+++ Provided records +++

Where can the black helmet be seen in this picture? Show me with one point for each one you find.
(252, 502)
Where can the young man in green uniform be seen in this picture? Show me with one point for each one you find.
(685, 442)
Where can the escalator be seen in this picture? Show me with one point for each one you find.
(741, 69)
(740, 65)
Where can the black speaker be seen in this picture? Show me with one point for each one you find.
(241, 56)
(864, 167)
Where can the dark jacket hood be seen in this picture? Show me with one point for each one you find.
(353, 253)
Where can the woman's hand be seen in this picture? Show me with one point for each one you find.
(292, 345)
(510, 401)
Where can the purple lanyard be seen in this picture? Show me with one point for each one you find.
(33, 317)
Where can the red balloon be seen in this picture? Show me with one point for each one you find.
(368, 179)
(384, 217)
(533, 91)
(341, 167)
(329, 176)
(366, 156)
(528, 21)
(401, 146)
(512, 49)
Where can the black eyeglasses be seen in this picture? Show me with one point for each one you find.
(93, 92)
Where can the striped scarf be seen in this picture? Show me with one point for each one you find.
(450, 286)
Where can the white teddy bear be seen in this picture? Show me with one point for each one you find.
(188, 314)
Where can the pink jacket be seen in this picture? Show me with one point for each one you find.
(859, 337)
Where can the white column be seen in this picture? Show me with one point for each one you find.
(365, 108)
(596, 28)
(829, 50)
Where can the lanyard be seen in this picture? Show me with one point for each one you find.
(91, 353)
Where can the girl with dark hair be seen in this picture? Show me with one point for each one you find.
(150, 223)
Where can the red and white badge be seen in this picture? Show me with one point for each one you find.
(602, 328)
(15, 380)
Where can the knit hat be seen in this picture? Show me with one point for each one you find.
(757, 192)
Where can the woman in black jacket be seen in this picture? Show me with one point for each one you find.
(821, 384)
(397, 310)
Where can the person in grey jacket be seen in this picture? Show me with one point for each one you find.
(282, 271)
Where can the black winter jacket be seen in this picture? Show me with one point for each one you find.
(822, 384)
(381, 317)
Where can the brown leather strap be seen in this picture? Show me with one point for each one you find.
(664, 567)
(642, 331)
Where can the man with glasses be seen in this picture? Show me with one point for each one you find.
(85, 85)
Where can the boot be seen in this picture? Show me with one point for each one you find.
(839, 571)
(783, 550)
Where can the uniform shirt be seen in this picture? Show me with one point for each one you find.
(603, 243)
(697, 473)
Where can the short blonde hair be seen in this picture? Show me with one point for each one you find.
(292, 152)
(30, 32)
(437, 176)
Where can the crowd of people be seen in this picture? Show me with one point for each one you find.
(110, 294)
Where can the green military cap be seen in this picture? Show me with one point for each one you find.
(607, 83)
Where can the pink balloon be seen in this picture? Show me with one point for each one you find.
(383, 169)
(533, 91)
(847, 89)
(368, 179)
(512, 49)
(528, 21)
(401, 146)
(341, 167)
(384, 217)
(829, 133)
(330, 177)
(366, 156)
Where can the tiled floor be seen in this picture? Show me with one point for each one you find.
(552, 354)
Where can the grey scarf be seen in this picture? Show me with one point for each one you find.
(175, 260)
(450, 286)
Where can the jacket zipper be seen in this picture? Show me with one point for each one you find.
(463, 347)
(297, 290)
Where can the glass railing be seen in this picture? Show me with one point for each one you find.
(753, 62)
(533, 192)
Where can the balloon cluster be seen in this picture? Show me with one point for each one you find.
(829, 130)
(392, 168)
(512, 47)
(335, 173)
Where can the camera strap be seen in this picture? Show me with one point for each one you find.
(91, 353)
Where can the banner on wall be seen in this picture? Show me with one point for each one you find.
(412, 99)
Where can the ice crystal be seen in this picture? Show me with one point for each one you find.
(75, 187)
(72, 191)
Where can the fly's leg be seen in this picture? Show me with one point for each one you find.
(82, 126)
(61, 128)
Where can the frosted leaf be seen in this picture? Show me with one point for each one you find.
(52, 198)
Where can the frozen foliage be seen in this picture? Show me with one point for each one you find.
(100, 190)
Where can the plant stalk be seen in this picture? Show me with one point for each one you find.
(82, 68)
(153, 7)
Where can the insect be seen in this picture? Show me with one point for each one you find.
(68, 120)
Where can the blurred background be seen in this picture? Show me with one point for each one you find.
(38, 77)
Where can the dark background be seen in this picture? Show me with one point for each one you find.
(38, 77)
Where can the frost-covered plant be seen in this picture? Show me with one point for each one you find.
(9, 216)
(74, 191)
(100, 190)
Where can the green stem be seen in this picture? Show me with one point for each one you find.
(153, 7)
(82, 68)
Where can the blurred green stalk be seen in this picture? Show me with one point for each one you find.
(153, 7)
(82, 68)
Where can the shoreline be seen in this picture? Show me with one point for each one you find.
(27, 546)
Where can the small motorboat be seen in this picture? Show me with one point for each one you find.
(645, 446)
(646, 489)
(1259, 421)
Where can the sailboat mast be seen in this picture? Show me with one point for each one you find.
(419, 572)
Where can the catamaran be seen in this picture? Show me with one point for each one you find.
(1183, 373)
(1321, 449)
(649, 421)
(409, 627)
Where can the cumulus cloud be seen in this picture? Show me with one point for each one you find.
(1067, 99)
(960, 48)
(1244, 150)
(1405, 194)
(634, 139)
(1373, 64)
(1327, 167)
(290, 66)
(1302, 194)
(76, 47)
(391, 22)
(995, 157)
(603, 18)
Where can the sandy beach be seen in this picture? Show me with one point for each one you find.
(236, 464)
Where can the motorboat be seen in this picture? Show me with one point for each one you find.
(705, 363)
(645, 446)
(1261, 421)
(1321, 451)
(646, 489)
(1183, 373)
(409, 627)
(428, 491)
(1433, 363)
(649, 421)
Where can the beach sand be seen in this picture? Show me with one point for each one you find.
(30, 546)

+++

### Exercise description
Write out again, exactly, the lines from the one holding "Where can the green stem" through the end of the listing, with both ends included.

### Task solution
Where can the green stem be seen in this picture? Show me with one point for each one you find.
(153, 7)
(82, 68)
Where can the blurred green stalk be seen in this picture? Show me with one point for each one you find.
(153, 7)
(82, 68)
Where can the shoreline be seen in this picture? Show me with one point for each one you find.
(27, 546)
Where can the small motorboat be seen in this picture? Show me with one point for each one you find.
(645, 446)
(646, 489)
(1259, 421)
Where can the sailboat mast be seen in this picture? Show me with one point for each one you find.
(419, 572)
Where can the catamaran be seen in this picture? Show me with one point for each one you find.
(1183, 373)
(1321, 449)
(649, 421)
(409, 627)
Where can the cumulus cloud be seen in this picture? Show me with one point for each one you find.
(1067, 99)
(960, 48)
(1244, 150)
(1405, 194)
(634, 139)
(1373, 64)
(1327, 167)
(290, 66)
(1302, 194)
(76, 47)
(391, 22)
(995, 157)
(603, 18)
Where can the sandy beach be seen in this picture? Show me with one point for each one you find.
(236, 464)
Where can the motorboat be seen in this picture? Show me with one point for each one you find.
(705, 363)
(645, 446)
(1261, 421)
(1321, 451)
(646, 489)
(1183, 373)
(409, 627)
(428, 491)
(1433, 363)
(649, 421)
Where can the beach sand be seen in this picture? Show me with one point for each one you find.
(30, 546)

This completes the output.